- WRITTEN TASK 1: In the passage on Seymour and the revival, what words appear on Seymour's gravestone?
- WRITTEN TASK 2: Proceed with the passage on Seymour and the revival, picking up after its final sentence.

** Begin SUPPLIED PASSAGE **

Despite all of the success, the revival faced opposition from without and within. Charles Parham, insulted by the racial compositon of the meetings and emotionalism brought the first major split. Many others followed. When Seymour married Miss Jeanne Evans Moore on May 13, 1908 another group left the mission. Two ladies in the disscenters took the main mailing lists crippling The Apostolic Faith newspaper .
Denominational churches were vicious in their attacks. (Click here to read about the critics). Not many years after the revival began only a skeleton crew, mostly black and mostly the Bonnie Brae group, kept the fire burning in the old mission.
Bishop Seymour continued to pastor the church until his death. Yet, his work was not limited to Los Angeles. He traveled extensively, establishing churches and preaching the good news. He even wrote and edited a book, The Doctrines and Discipline of the Apostolic Faith Mission to help govern the churches he had helped to birth (This book is also available from our online bookstore. Click the title for ordering information.)
On September 28, 1922, Seymour experienced chest pains and shortness of breath. Although a doctor was called, the pilgrim passed to the Cellestial City.
Some say he died from a "broken heart." Faithful to the end, his last words were "I love my Jesus so." Seymour was laid to rest in Los Angeles' Evergreen Cemetery. His gravestone reads simply, "Our Pastor."

** End SUPPLIED PASSAGE **
** Begin RECORD EXTRACTS **

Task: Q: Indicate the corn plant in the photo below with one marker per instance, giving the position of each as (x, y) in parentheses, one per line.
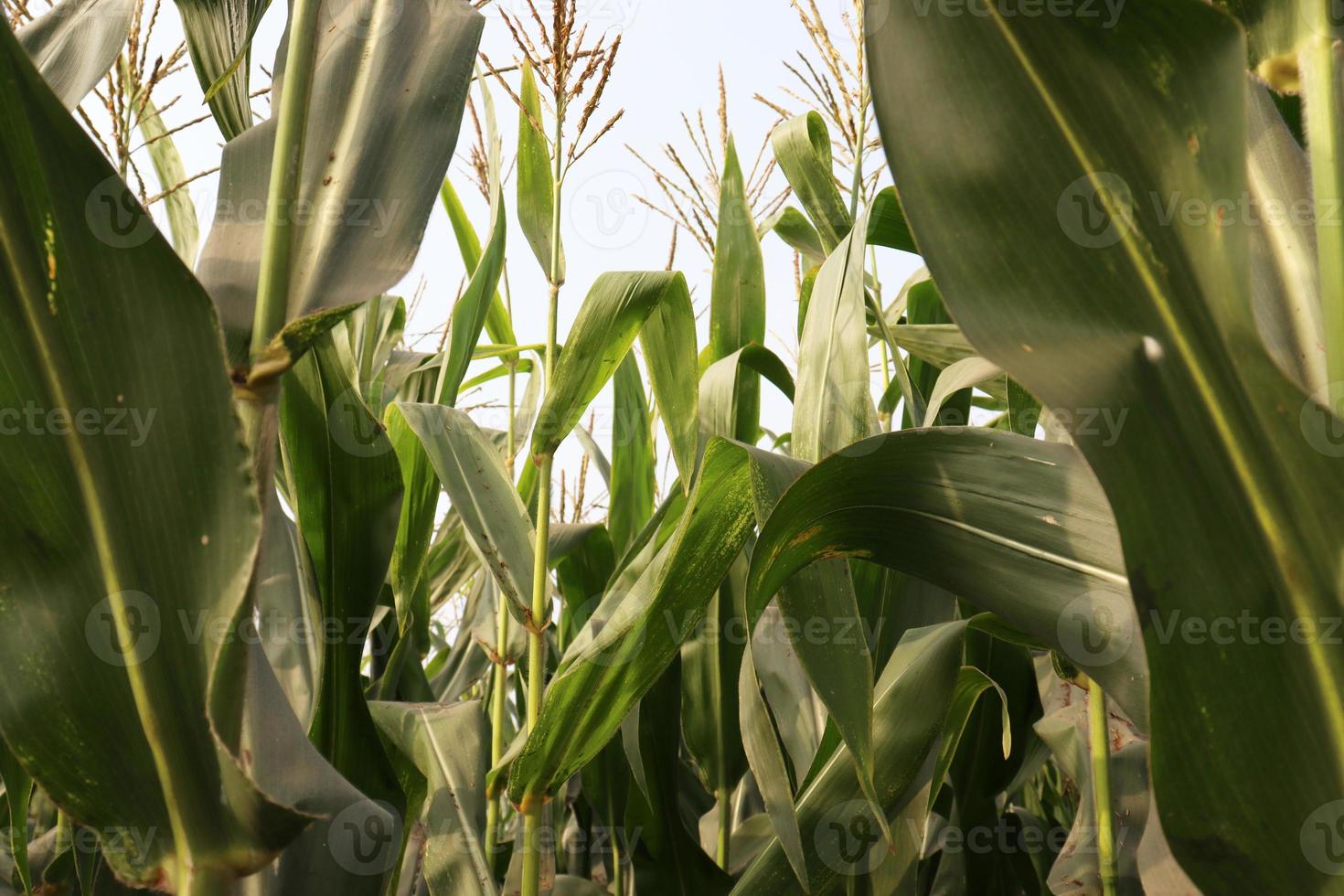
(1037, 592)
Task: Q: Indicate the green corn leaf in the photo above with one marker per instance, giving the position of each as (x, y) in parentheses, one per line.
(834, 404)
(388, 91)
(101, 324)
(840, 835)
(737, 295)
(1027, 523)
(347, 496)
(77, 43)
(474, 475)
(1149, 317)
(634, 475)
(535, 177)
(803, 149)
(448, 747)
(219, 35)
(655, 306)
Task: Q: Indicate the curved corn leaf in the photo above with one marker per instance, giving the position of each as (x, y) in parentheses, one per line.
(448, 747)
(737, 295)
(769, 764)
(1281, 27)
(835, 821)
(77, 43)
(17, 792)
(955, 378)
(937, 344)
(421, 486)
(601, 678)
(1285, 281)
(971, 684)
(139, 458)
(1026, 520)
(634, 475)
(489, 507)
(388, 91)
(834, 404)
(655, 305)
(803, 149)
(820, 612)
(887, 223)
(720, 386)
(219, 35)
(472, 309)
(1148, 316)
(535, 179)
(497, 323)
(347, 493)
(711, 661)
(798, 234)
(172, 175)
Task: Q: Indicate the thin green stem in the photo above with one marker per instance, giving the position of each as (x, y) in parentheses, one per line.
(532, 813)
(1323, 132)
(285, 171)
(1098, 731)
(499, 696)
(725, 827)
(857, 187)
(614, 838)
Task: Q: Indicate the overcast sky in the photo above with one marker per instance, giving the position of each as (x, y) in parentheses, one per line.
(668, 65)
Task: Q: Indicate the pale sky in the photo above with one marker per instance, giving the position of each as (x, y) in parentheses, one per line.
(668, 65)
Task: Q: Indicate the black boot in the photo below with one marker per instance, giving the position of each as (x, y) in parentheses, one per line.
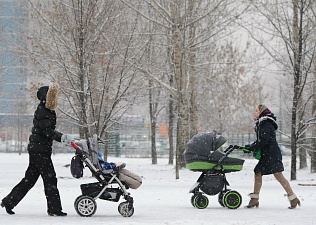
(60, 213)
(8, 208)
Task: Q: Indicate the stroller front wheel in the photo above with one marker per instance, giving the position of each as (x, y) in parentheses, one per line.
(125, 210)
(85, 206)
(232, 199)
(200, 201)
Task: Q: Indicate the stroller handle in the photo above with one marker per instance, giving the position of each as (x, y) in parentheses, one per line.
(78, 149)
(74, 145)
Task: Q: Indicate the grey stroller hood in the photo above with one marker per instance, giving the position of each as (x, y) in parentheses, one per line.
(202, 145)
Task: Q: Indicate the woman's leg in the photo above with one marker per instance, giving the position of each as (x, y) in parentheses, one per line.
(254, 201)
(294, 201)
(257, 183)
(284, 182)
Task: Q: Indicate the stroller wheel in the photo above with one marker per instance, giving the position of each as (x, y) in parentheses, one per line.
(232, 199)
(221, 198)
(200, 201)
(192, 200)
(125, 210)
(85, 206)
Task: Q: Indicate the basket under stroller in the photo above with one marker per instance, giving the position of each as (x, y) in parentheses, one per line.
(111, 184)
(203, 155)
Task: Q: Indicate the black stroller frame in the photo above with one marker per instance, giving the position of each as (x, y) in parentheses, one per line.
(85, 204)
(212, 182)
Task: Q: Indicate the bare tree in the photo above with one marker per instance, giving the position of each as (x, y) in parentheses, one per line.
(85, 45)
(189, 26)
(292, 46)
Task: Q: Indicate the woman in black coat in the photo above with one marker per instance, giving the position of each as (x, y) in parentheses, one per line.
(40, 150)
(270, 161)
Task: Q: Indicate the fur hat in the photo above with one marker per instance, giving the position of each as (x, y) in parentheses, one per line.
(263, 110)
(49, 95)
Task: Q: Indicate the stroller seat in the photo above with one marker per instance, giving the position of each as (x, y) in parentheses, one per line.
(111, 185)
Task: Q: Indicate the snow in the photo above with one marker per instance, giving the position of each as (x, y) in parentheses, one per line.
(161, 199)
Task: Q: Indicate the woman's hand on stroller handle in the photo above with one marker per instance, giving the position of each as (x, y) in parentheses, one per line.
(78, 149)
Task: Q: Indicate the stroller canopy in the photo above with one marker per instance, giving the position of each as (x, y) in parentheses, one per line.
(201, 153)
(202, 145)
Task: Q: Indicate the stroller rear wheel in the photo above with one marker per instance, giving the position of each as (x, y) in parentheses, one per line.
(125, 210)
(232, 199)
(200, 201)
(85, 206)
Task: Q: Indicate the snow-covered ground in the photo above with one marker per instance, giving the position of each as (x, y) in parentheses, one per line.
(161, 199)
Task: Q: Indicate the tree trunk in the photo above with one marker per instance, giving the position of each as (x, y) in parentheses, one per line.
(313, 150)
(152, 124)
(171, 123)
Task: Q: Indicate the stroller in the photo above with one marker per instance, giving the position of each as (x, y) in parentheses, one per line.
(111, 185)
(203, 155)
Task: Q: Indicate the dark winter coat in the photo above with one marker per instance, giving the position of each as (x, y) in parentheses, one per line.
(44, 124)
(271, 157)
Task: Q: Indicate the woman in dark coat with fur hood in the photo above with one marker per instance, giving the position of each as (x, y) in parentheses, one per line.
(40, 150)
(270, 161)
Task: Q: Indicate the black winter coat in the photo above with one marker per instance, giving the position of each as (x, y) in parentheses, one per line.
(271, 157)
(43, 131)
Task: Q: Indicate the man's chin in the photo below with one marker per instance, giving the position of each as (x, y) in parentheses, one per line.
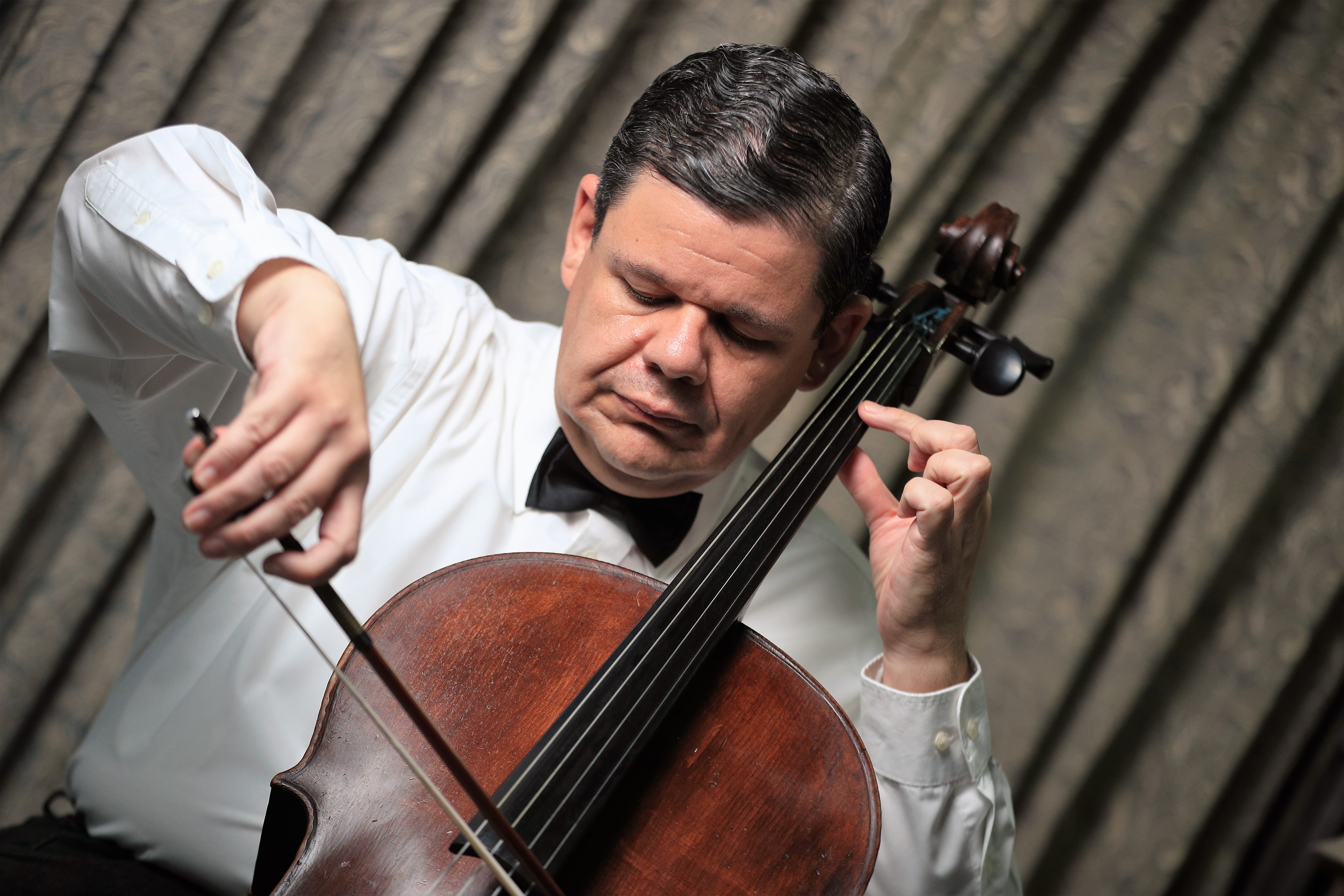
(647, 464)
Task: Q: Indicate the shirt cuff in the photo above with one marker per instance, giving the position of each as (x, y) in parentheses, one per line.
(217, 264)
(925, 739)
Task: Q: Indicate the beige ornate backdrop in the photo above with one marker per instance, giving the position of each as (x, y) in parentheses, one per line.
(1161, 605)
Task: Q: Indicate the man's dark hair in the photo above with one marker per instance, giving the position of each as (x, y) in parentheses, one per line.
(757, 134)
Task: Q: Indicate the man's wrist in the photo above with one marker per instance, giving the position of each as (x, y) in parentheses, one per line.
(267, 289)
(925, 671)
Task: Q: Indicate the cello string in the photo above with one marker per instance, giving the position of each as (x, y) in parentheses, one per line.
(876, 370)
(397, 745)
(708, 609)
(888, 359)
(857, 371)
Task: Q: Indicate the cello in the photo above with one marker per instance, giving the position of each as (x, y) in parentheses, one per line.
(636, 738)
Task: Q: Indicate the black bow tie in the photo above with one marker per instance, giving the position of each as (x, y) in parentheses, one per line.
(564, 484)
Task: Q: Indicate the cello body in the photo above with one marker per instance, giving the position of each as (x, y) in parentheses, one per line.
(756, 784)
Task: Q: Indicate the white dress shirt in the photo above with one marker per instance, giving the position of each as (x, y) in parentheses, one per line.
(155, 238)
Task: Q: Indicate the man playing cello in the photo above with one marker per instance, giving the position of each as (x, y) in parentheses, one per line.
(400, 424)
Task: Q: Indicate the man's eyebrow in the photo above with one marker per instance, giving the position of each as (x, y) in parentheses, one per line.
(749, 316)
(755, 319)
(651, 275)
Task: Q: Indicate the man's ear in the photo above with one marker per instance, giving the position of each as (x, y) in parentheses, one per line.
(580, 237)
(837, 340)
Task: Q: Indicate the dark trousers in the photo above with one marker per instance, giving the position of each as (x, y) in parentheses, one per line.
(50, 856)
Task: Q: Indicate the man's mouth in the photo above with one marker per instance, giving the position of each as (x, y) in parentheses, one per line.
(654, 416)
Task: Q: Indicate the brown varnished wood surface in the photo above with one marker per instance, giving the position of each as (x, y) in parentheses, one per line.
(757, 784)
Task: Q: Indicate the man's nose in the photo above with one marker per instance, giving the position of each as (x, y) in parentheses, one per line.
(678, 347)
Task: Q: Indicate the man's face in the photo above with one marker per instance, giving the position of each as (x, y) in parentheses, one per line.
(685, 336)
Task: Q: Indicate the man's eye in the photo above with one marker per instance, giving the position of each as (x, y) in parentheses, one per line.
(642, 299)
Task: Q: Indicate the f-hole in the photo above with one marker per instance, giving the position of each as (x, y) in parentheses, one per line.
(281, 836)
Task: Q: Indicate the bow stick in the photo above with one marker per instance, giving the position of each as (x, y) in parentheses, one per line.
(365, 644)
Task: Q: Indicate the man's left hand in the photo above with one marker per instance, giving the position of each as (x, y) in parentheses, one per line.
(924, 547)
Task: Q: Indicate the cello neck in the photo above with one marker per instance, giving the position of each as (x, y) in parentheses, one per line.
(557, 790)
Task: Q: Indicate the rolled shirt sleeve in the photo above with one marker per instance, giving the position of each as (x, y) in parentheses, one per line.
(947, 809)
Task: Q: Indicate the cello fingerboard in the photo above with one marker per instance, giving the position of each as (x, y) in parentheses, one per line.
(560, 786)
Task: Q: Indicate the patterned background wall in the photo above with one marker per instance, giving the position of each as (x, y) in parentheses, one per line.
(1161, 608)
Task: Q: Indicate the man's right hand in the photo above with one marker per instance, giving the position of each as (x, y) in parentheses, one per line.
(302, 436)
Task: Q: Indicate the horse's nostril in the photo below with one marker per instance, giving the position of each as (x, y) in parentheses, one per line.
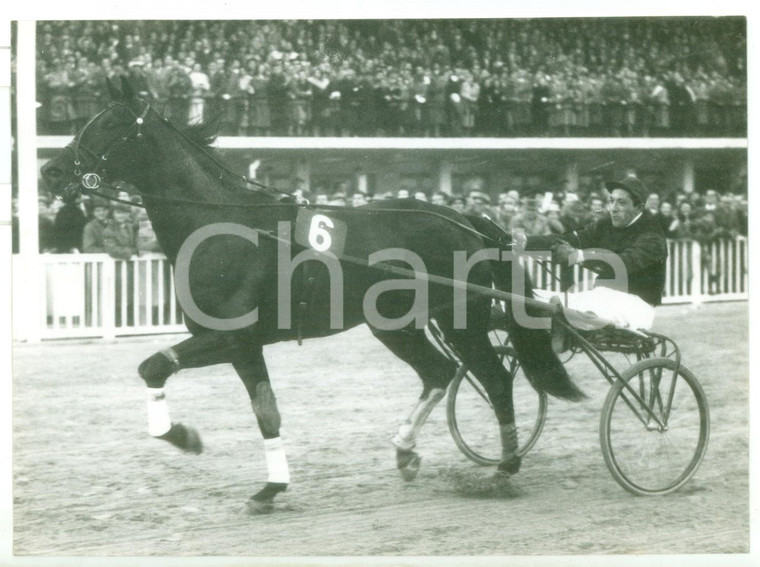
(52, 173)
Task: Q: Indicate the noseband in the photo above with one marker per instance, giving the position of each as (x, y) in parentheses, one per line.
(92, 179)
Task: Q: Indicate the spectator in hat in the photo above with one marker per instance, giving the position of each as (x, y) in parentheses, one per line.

** End RECORD EXTRACTS **

- WRITTEN ANSWER 1: "Our Pastor."

- WRITTEN ANSWER 2:
After his passing, his loving wife, Jennie, followed him as minister at the mission. Eventually, the mission was torn down by the city of Los Angeles and the property was lost, but what happened there will never be forgotten.
For many years the pivotal role of Seymour was almost ignored by church historians. Partially, no doubt, because he was an African American. This shameful neglect, however is finally ending as more and more students of Pentecostal history learn of the importance of William J. Seymour's role in the formation of the Pentecostal movement.
One of the first significant church historians to recognize Seymour's importance was Sidney Ahlstrom, of Yale University. In 1972, he said that Seymour was "the most influential black leader in American religious history." The Assemblies of God Theological Seminary dedicated their new chapel to Seymour's memory in 1998. As the twentieth century closed, the Religion Newswriters Association named the Azusa Street Revival as one of the top ten events of the past millennium; Life Magazine listed Azusa Street as one of the top one hundred events of the millennium; and, Christian History magazine named William J. Seymour one of the top ten Christians of the 20th century.
To learn more about Bishop Seymour and the Azusa Street revival read The Life and Ministry of William J. Seymour by Larry Martin, available from our online bookstore. (Click the title for ordering information). With 350 pages and over 100 illustrations, this is the most comprehensive book ever written on the great outpouring.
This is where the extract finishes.